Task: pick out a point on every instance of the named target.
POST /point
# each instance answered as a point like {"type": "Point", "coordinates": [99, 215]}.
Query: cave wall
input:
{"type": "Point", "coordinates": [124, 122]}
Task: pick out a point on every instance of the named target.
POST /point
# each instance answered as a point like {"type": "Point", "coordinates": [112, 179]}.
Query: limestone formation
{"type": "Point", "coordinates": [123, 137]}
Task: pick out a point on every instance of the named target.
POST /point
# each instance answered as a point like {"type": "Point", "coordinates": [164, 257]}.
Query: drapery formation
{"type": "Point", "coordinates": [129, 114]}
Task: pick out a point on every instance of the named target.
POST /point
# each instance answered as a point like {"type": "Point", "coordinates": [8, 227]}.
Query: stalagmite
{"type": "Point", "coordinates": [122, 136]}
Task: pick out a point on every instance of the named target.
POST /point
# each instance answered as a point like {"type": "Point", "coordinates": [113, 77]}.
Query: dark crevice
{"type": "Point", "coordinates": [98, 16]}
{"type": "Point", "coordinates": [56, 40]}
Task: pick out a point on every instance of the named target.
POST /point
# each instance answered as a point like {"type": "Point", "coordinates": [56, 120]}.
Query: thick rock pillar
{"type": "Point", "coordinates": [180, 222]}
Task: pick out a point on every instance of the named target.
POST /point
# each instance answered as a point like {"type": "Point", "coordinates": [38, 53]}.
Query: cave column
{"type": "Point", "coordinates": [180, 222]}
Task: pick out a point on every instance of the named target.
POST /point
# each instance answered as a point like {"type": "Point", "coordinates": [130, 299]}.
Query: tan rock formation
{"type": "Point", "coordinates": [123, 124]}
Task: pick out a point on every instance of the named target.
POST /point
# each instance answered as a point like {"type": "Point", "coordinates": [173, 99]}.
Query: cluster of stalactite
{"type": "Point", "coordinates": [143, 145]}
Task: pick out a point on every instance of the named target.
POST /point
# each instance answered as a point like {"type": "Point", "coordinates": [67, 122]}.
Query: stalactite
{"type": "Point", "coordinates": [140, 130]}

**TRY IT**. Pull every line containing "like" out of the data above.

**RESPONSE TO THE EXERCISE**.
# each instance answered as a point like {"type": "Point", "coordinates": [99, 215]}.
# each instance answered as a point like {"type": "Point", "coordinates": [112, 179]}.
# each instance answered as a point like {"type": "Point", "coordinates": [164, 257]}.
# each instance answered as a point like {"type": "Point", "coordinates": [8, 227]}.
# each instance answered as a point like {"type": "Point", "coordinates": [113, 77]}.
# each instance answered as a point like {"type": "Point", "coordinates": [56, 120]}.
# each instance answered as a point like {"type": "Point", "coordinates": [38, 53]}.
# each instance answered as a point like {"type": "Point", "coordinates": [130, 299]}.
# each instance answered as a point like {"type": "Point", "coordinates": [173, 99]}.
# each instance answered as a point like {"type": "Point", "coordinates": [67, 122]}.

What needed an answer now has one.